(Stored items)
##############################
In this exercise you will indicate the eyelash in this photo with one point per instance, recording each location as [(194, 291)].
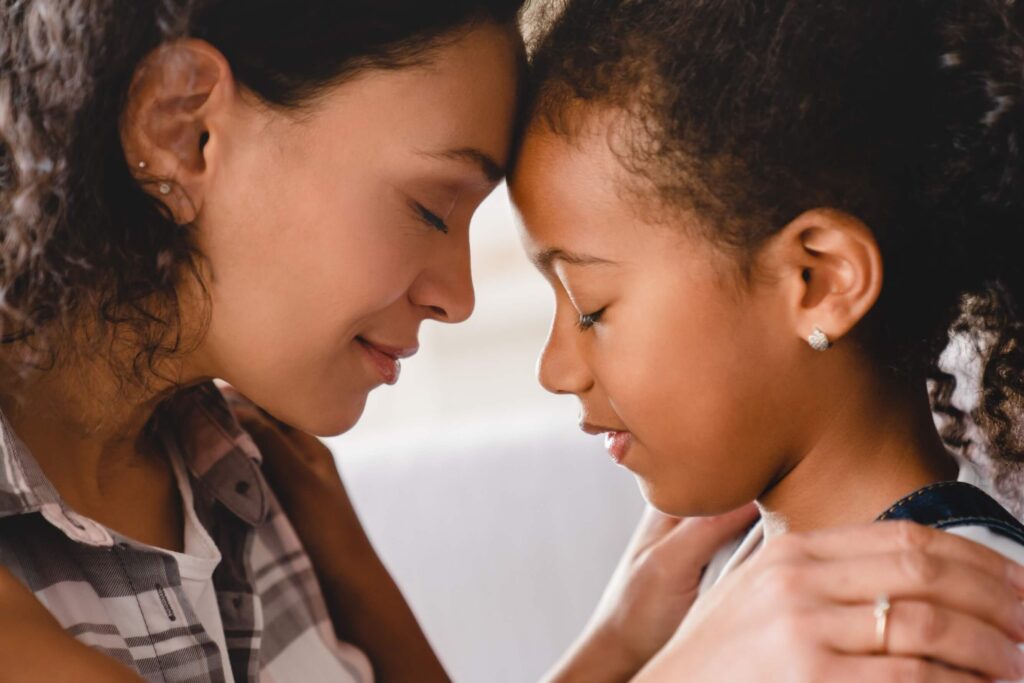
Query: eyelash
[(587, 321), (430, 218)]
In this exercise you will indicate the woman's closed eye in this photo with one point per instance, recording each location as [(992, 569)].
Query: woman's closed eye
[(587, 321), (430, 218)]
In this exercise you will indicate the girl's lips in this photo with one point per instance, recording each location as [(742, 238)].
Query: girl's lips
[(619, 444), (388, 366)]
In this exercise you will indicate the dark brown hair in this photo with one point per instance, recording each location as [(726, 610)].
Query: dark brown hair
[(906, 114), (80, 241)]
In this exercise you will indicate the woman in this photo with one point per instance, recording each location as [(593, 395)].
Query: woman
[(183, 186)]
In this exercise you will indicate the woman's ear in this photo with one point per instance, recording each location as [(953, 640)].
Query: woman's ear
[(172, 123), (830, 268)]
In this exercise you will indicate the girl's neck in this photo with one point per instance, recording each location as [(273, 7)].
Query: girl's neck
[(876, 444)]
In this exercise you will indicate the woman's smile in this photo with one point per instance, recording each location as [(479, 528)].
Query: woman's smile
[(386, 359)]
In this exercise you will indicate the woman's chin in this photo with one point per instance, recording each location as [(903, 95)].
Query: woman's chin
[(325, 419)]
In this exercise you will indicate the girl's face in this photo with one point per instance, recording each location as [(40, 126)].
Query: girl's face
[(673, 358), (331, 236)]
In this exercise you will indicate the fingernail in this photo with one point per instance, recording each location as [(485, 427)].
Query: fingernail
[(1017, 577)]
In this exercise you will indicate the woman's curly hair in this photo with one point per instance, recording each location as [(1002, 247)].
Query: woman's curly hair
[(86, 255), (906, 114)]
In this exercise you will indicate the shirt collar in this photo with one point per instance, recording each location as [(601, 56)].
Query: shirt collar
[(220, 456)]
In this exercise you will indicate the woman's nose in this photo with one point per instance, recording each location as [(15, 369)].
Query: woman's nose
[(445, 287)]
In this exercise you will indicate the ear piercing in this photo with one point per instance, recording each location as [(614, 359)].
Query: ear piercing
[(818, 340), (163, 187)]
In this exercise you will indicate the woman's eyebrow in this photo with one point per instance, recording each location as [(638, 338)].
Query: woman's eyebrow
[(491, 169), (545, 259)]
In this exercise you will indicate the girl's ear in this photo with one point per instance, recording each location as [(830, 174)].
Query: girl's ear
[(173, 122), (829, 265)]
##############################
> [Exercise instructions] Output all the records above exactly, but without their images.

> [Solved problem]
In this exercise you will indicate the eyelash in this photo with one point per instance, recording each location as [(194, 291)].
Query: eyelash
[(587, 321), (430, 218)]
In this exercise you will indicate the woman's closed eye in this photo with one point per instance, recording each location as [(992, 569)].
Query: woman's closed eye
[(587, 321), (430, 218)]
In this exercise you will indicate the girl's lips in this photo with one point per instance, recording each location as [(742, 238)].
Query: girl's lips
[(619, 444), (388, 366)]
In this exercise you will indicate the dark brown hair in this photo with one point per instance, recording each location as [(726, 610)].
Query: dark brown hair
[(906, 114), (80, 241)]
In this exercise you will indicate the woman in this photo with one point per instance, recording each location as [(593, 395)].
Query: woman
[(183, 186)]
In this exercise you will indicate the woman's ear in this photo with one point per instance, recording each location as [(953, 640)].
Query: woman's ear
[(172, 123), (830, 268)]
In this exercise you will indicate the girl's neck in this photo with one point per instance, recording each location as [(273, 7)].
Query: girl's neck
[(876, 444)]
In this exercise you will indicate the woman's smile in this photo with one point per instance, recording each location as [(479, 528)].
Query: woman's smile
[(386, 359)]
In this exercise you will indicate the woman's chin in this photo with one point per instance, recording each location as [(903, 95)].
Query: woman's chin
[(325, 419)]
In this exercise you will indicate the girl's face in this photo with one point per instance, recording each location as [(40, 126)].
Query: girl's face
[(673, 358), (331, 236)]
In this exercise you will indicate the fingernail in this photo with one point per instance, recording each location as [(485, 427)].
Query: fingernail
[(1017, 577)]
In this exercise you will indicate the woman's curly hair in this photo with one point per instance, recording each location as [(1002, 247)].
Query: woman's curly hair
[(86, 255), (906, 114)]
In this exercise you will indicate the shirt collar in this photo with one point per instance, recording each location as [(601, 56)].
Query: shirt collar
[(220, 456)]
In this exercise you will indicate the woman's nose in this photo with one point per instance, recording each location as [(15, 369)].
Query: woman's nose
[(445, 287)]
In this exercise you will indicate the ear piercing in this photo with one point per instance, recording each location as [(614, 359)].
Query: ear piercing
[(818, 340), (163, 187)]
In this exercise you will indicate the woman's eyebrow in this photo with one point per instance, recording each location as [(638, 338)].
Query: woman's eyebrow
[(491, 169), (545, 259)]
In this exercise you will indicate the girl's ear in this photo with one point per instance, recording each location as [(830, 174)].
Query: girl's ear
[(173, 122), (829, 265)]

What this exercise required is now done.